[Dataset entries]
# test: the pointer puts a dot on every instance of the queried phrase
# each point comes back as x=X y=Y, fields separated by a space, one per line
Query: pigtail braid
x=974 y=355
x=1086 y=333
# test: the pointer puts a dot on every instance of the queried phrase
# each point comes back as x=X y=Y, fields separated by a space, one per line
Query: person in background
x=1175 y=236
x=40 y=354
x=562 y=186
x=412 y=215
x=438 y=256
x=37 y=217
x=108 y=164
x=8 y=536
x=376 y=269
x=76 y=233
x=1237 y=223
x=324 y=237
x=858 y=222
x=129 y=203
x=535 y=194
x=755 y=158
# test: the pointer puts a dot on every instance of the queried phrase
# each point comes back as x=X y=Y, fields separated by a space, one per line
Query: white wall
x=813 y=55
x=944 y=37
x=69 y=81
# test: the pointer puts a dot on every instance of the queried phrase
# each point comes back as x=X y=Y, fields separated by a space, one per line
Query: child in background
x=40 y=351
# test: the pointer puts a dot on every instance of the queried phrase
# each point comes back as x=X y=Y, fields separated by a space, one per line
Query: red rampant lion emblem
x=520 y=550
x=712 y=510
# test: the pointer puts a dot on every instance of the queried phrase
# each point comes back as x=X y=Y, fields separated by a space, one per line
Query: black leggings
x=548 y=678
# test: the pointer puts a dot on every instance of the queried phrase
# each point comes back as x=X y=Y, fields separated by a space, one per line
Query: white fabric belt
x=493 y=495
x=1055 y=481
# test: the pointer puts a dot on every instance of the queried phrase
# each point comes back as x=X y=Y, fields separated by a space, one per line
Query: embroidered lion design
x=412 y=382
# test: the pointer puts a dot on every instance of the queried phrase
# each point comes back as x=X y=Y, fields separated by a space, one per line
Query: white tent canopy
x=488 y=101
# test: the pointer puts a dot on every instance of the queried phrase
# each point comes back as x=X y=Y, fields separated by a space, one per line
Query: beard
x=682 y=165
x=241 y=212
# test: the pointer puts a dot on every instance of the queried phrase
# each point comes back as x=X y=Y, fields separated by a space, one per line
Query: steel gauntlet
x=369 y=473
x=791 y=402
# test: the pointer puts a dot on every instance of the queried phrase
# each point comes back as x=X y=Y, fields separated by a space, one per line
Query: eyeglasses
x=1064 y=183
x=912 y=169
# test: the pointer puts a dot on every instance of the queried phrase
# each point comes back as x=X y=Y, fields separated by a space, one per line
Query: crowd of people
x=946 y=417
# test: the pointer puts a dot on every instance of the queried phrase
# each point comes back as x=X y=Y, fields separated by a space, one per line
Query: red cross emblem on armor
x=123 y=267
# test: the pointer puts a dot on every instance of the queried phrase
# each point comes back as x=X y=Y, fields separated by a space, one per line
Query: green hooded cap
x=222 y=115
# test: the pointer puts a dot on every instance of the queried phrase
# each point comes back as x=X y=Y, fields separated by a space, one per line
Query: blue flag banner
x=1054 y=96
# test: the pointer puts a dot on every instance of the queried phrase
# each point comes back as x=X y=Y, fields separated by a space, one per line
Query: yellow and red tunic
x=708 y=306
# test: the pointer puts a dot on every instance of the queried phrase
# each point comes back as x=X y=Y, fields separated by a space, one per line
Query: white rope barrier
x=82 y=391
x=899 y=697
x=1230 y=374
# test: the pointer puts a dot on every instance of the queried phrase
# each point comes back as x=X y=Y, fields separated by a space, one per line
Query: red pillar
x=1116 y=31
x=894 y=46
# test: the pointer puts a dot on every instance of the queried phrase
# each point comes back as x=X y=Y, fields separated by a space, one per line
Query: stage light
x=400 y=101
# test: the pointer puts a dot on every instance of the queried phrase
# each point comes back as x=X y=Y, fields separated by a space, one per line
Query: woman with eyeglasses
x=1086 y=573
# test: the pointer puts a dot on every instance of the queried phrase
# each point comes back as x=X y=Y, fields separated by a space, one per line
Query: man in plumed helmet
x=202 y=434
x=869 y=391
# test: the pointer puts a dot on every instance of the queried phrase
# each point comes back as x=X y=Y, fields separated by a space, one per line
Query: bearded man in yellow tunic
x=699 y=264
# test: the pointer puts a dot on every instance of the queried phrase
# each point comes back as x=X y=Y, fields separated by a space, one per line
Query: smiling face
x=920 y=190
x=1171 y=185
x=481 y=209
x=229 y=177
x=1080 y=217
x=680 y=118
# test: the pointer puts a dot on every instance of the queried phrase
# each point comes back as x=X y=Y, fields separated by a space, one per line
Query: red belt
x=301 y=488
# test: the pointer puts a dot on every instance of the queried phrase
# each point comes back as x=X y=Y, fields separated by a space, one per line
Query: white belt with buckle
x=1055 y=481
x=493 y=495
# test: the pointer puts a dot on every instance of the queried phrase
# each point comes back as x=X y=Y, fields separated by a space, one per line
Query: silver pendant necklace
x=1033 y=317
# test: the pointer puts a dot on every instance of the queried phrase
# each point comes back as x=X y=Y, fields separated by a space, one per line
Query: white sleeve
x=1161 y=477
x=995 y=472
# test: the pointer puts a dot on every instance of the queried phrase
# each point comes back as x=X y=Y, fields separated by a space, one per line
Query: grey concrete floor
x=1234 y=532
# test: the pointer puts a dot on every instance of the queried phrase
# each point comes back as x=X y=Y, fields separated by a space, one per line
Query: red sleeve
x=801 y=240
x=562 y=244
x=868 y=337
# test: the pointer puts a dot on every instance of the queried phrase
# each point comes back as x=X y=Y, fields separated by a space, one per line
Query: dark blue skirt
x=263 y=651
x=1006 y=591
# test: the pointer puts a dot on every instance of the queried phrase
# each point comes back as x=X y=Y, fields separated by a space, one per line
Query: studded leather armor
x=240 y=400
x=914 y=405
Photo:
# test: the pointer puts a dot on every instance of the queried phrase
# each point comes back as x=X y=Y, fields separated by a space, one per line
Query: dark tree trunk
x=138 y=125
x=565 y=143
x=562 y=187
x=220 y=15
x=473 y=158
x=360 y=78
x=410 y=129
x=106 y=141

REQUIRED WORK
Rewrite the data above in full, substituting "locator" for each occurrence of "pointer" and leaving every other character unchanged.

FULL ANSWER
# test: the locator puts a dot on every instance of the queried phrase
# each point comes back as x=X y=Y, fields separated by a space, one per line
Query: pigtail braid
x=974 y=355
x=1086 y=333
# test: the locator puts a dot on every instance of the queried phrase
# each point comes back as x=X y=Y, fields separated by a space, one per line
Query: person in background
x=1175 y=236
x=40 y=354
x=562 y=186
x=412 y=215
x=438 y=256
x=37 y=217
x=108 y=164
x=8 y=536
x=376 y=269
x=76 y=233
x=1237 y=223
x=324 y=237
x=858 y=222
x=129 y=203
x=535 y=194
x=755 y=158
# test: the locator puts a dot on every instance of the queried phrase
# each point comes back as x=X y=Y, fields separated by a space, one per line
Query: white wall
x=813 y=55
x=944 y=37
x=69 y=81
# test: the locator puts a dot on every instance of the queried phrase
# each point comes back as x=X y=Y, fields separated by a space, one per line
Query: child in background
x=40 y=351
# test: the locator puts a dot on every instance of the queried phrase
# each point comes back as x=X y=Y, fields separated by a space, one per line
Query: red rampant lion emblem
x=520 y=550
x=712 y=510
# test: the locator puts a dot on every instance of the queried phrase
# each point comes back as x=X y=Y, fields separated by a space, one per line
Query: black leggings
x=548 y=678
# test: the locator puts a dot on every instance of the queried phrase
# each point comes back as x=X y=Y, fields separated by a space, one per line
Query: white fabric belt
x=493 y=495
x=1055 y=481
# test: the locator puts a dot on every instance of the queried phrase
# each point comes back as x=X y=Y, fields separated by a space, one per line
Query: embroidered lion design
x=412 y=382
# test: the locator puts a dot on every instance of the queried phrase
# each point comes back as x=X y=Y, fields separated by a space, one per line
Query: white tent canopy
x=488 y=101
# test: the locator puts a dot on every instance of the queried phrase
# each point comes back as x=X y=Y, fields separated by a space, one per line
Query: beard
x=682 y=165
x=241 y=212
# test: the locator puts a dot on every instance of the queried phrase
# each point comes back as x=X y=Y, fields separated by a space, one per line
Query: steel gauntlet
x=369 y=473
x=791 y=402
# test: the locator puts a dot on every instance of the queried phrase
# each point comes back as x=X y=Y, fields separated by a space, one per line
Query: eyeglasses
x=1064 y=183
x=912 y=169
# test: the locator puts a dot on every instance of the queried phrase
# each point comes back as x=X y=Y, fields separated by a space, one per line
Query: crowd of people
x=946 y=417
# test: the locator puts a dot on every instance of the queried phrase
# each point comes back as x=X y=Y, fields separated by a space, one per line
Query: red cross emblem on armor
x=123 y=267
# test: the locator puts a dot on every instance of the queried phrase
# each point comes back as x=X y=Y, fields separated by a space, one per line
Query: green hooded cap
x=222 y=115
# test: the locator puts a dot on every instance of the queried phrase
# each point comes back as x=X y=Y, fields separated by a space, one per line
Query: blue flag banner
x=1054 y=96
# test: the locator puts a dot on every instance of the queried phrase
# each point comes back as x=X y=Y, fields separated by a space, one per line
Query: yellow and red tunic
x=708 y=306
# test: the locator puts a dot on every instance of the queried phrase
# each point comes back as x=X y=Y, fields separated by a space, one per line
Query: white rope barrier
x=82 y=391
x=899 y=697
x=1230 y=374
# test: the locator puts a dot on every instance of the queried phrase
# each point comes back as x=X y=Y, fields separated by a space, one per line
Query: red pillar
x=1116 y=31
x=894 y=46
# test: the locator puts a dot on every instance of the queried phrase
# each point comes back as x=X y=Y, fields separated by a space, one per line
Query: stage light
x=400 y=101
# test: the locator puts a dot on every instance of the queried phrase
# each point comes back as x=X y=Y, fields separated by a space, one per line
Query: woman with eyeglasses
x=1086 y=573
# test: the locator puts a dot on every instance of the queried phrase
# each point comes back as x=X y=Y, fields separated by a space, one per line
Query: man in plumed helmet
x=202 y=434
x=869 y=391
# test: the locator puts a dot on every instance of the queried phrase
# each point comes back as x=X y=Y, fields separated by a space, one per line
Query: bearded man in yellow tunic
x=699 y=264
# test: the locator puts a dot on every instance of the queried phrase
# each point comes back as x=X y=Y, fields separated by a space, one per line
Query: smiling face
x=920 y=190
x=1171 y=185
x=481 y=209
x=229 y=177
x=1080 y=217
x=680 y=118
# test: the locator puts a dot on every instance of the queried phrase
# each point comes back as x=X y=Y, fields separated by a space, one per line
Query: red belt
x=301 y=488
# test: the locator puts a dot on every instance of the queried phrase
# each point comes back as x=X y=Y, fields separated by a space, one per line
Query: white belt with buckle
x=1055 y=481
x=493 y=495
# test: the locator puts a dot on every instance of the queried phrase
# each point comes back as x=X y=Y, fields separated by a space, one per line
Query: silver pendant necklace
x=1033 y=317
# test: the locator puts a dot on every instance of the queried phrase
# each point comes back as x=X y=Y, fields separated by a space, one per line
Query: white sleeve
x=1161 y=477
x=995 y=472
# test: the locator puts a dot on every instance of the queried phrase
# each point comes back as x=X y=Y, fields separated by a space, one per line
Query: grey concrete floor
x=1234 y=532
# test: the locator puts a dot on every instance of the queried phrase
# each point comes back as x=X y=Y, fields separated by a space, one per line
Query: red sleeve
x=801 y=240
x=562 y=244
x=868 y=337
# test: the locator puts a dot on every instance of the queried phrase
# each point comes back as x=X y=Y, fields separated by a space, one per line
Query: dark blue skirt
x=263 y=651
x=1006 y=591
# test: the locator puts a dot on every instance of the queried phrase
# each point comes back as x=X y=Y, fields separated by a space, one per line
Query: studded leather armor
x=240 y=400
x=914 y=405
Photo:
# test: the locator puts a dot on every instance of the queried phrase
# each point comes back as x=X y=Y, fields separated by a space, one per line
Query: dark tree trunk
x=138 y=125
x=565 y=143
x=562 y=187
x=220 y=15
x=473 y=158
x=360 y=78
x=410 y=129
x=106 y=141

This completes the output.